> **WORK TO COMPLETE**
Below are some records. Quote everything from the line containing "Practice step: point out every instance of the palm tree trunk" down to the line containing "pixel 299 221", including both of those lines, and give nothing else.

** Begin WORKING DATA **

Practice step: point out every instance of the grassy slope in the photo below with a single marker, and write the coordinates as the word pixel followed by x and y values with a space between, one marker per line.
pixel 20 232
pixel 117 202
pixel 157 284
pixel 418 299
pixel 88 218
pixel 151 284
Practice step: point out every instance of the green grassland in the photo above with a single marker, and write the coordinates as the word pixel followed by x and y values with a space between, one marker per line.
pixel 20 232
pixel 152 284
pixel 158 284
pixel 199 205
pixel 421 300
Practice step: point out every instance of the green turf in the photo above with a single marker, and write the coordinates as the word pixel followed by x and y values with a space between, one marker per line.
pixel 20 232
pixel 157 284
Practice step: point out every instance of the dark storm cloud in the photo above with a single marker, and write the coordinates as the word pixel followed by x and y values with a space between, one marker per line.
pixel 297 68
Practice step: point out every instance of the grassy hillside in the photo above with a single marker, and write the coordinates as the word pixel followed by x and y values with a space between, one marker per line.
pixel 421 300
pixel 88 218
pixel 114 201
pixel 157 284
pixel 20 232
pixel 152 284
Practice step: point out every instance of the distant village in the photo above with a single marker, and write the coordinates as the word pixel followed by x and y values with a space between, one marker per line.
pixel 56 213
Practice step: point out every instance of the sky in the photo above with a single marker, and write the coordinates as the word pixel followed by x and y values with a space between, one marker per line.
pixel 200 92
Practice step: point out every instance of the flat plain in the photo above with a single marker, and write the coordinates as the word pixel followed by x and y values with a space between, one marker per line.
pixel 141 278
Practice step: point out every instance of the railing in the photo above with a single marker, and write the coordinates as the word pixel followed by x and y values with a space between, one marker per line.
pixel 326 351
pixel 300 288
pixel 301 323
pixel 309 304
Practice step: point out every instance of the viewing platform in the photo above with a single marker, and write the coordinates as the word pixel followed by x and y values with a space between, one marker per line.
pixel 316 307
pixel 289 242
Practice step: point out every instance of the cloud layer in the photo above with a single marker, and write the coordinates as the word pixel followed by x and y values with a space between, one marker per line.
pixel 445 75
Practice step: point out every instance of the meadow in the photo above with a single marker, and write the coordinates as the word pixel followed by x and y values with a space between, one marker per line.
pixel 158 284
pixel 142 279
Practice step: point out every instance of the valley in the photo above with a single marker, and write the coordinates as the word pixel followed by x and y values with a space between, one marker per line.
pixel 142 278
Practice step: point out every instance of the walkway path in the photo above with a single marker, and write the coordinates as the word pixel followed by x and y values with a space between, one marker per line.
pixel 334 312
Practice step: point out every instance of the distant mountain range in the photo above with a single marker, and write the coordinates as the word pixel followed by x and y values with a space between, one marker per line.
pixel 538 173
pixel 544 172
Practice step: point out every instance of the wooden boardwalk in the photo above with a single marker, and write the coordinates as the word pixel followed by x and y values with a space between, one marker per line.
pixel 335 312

** End WORKING DATA **
** Begin WORKING DATA **

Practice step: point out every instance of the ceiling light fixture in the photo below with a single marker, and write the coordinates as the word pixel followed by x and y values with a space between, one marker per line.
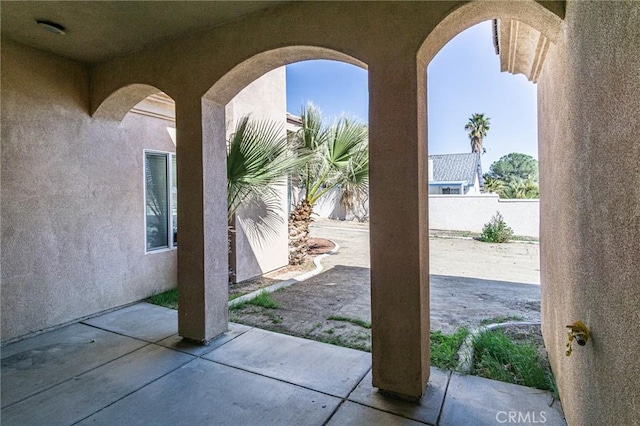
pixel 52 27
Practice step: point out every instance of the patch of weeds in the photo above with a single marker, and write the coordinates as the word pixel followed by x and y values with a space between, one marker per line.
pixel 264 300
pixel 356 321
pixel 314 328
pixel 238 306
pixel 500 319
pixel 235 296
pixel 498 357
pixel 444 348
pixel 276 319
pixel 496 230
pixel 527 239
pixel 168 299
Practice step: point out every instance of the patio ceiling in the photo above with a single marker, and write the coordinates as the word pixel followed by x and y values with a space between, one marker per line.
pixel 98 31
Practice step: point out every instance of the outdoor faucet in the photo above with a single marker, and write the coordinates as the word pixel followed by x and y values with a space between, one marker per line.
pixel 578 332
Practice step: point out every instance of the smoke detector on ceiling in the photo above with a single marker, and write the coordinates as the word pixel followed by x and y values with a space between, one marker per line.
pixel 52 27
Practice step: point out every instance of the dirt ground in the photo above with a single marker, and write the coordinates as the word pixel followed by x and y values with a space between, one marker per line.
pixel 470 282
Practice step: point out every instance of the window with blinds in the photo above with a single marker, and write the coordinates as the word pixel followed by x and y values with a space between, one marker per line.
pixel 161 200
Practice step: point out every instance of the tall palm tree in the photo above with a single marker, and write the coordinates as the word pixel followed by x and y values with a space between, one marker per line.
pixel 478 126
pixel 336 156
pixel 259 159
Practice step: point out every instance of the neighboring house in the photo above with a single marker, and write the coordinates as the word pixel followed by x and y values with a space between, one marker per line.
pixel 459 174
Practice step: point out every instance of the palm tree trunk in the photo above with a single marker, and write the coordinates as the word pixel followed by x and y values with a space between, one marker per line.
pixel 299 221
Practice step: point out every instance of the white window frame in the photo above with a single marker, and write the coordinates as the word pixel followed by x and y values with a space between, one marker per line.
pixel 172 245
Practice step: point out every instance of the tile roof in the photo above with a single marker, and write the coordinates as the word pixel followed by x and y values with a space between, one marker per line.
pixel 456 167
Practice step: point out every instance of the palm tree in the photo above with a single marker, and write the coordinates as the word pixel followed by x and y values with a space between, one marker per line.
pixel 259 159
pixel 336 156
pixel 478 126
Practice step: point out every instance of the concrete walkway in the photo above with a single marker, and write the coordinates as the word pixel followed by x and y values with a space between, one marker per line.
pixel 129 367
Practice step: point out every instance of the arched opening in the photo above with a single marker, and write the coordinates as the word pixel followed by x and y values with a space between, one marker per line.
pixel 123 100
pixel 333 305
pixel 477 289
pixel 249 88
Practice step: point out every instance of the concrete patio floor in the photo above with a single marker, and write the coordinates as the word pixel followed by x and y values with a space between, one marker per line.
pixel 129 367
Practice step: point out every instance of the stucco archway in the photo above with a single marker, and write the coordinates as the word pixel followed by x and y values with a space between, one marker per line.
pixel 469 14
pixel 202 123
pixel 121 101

** End WORKING DATA **
** Begin WORKING DATA **

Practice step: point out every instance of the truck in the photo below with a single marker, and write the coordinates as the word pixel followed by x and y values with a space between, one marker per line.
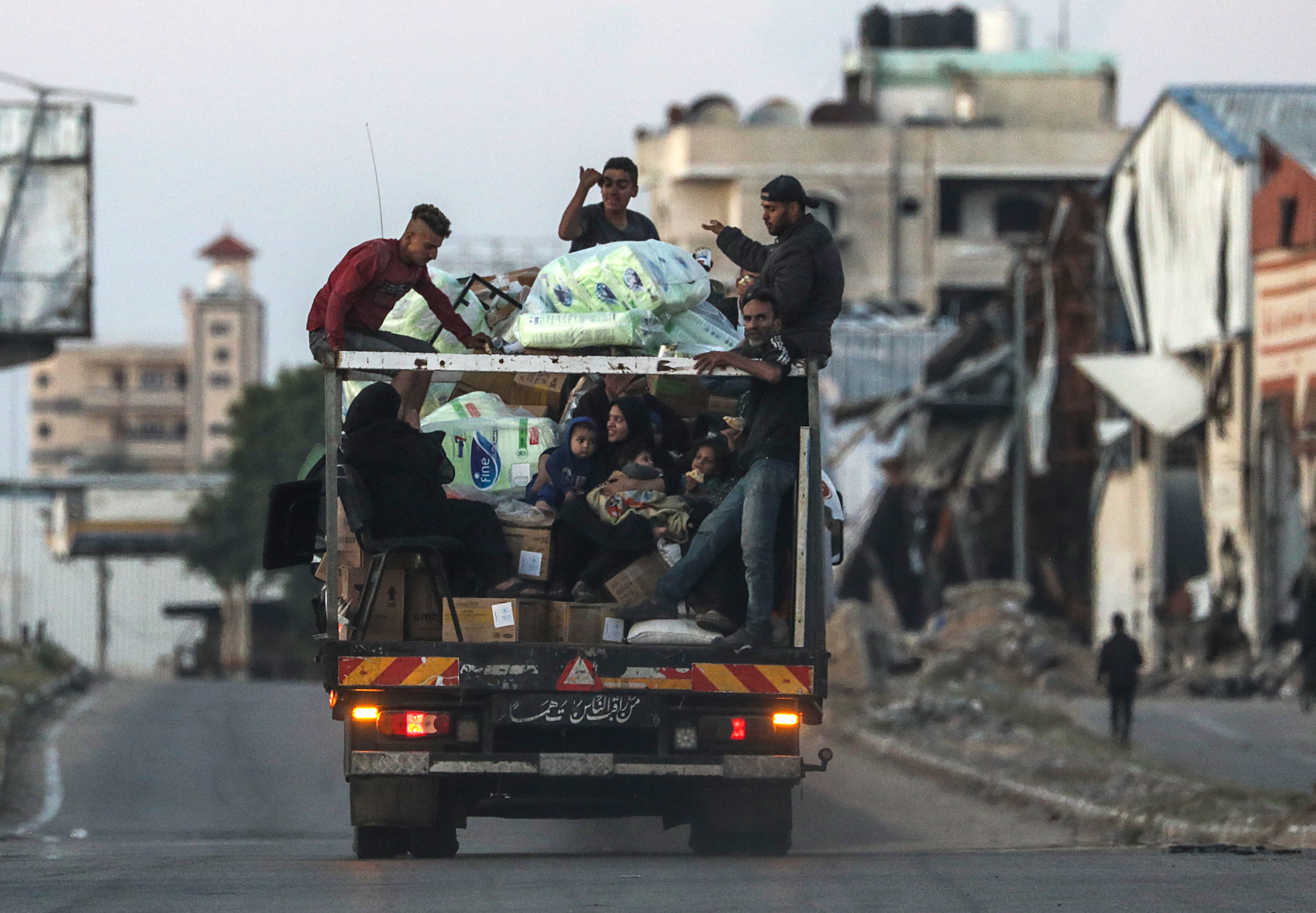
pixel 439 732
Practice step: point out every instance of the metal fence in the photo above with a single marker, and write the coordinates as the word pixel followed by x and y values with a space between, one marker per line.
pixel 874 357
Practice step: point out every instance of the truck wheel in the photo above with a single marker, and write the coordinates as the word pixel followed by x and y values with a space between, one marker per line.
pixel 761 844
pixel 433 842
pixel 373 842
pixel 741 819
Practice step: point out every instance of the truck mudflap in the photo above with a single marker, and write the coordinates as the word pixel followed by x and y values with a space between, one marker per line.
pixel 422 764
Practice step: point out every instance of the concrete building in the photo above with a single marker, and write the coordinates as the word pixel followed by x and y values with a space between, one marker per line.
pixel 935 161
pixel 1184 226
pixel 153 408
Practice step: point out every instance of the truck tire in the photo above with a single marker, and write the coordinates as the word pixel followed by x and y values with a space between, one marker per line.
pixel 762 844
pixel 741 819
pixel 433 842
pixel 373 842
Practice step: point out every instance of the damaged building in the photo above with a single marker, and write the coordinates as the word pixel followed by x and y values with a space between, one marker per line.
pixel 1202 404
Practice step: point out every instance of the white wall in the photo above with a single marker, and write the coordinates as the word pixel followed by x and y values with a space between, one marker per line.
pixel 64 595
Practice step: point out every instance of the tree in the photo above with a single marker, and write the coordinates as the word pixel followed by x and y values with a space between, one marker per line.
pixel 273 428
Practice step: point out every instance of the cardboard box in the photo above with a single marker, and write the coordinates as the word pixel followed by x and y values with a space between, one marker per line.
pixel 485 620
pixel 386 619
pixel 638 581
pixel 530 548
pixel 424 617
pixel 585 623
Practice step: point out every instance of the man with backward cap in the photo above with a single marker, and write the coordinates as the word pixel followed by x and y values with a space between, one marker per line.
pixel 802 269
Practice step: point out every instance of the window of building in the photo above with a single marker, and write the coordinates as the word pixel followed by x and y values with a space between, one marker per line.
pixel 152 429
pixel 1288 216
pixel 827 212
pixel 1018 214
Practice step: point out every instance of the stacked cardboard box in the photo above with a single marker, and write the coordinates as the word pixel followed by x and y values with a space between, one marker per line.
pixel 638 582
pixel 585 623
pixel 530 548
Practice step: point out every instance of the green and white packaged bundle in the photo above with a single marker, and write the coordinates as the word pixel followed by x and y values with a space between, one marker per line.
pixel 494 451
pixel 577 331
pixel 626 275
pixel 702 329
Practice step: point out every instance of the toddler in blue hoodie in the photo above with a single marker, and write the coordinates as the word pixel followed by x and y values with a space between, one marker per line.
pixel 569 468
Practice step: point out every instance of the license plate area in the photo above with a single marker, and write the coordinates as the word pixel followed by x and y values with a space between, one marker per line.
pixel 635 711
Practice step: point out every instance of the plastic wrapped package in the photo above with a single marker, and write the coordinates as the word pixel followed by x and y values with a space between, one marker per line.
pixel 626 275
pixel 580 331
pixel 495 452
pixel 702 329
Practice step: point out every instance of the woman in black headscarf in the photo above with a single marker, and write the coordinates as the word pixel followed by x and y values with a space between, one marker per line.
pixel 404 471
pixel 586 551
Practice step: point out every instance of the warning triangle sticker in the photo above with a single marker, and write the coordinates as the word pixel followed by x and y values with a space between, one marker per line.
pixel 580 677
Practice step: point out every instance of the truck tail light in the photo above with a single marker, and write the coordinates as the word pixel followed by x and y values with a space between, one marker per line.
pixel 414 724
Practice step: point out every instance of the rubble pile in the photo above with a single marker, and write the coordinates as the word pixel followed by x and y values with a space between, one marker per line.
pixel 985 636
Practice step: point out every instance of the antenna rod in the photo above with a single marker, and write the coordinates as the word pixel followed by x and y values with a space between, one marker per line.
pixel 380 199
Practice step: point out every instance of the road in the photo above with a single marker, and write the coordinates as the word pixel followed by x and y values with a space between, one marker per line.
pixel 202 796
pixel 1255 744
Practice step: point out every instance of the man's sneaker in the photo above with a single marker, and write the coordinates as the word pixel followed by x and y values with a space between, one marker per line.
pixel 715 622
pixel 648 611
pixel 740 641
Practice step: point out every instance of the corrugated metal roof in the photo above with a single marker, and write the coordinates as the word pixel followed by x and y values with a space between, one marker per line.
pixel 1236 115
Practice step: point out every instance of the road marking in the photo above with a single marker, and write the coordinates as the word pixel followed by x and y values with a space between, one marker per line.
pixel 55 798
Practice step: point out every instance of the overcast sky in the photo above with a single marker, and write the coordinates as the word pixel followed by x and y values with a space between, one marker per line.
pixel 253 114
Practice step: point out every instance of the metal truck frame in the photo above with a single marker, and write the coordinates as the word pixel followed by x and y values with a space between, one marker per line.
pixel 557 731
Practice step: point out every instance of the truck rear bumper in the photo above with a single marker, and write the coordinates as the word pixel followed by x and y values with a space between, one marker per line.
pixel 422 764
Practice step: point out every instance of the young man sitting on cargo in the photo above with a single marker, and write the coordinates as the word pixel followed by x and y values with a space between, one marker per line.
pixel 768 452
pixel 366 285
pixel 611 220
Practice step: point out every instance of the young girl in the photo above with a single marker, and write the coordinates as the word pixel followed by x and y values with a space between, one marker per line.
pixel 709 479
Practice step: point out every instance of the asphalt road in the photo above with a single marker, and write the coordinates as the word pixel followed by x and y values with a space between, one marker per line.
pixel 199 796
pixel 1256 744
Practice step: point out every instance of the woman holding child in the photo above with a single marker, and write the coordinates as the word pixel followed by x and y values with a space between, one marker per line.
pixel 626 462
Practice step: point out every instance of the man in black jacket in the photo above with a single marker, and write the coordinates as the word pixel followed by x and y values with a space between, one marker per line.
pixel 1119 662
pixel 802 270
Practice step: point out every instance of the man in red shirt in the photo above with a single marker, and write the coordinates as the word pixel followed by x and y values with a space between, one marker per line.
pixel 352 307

** End WORKING DATA **

> **RESULT**
Practice step: point out every instance of the palm tree trunk in the photo above with a single marker, and write the coordinates as the word pixel followed by x and y values with a space between, one marker per line.
pixel 299 221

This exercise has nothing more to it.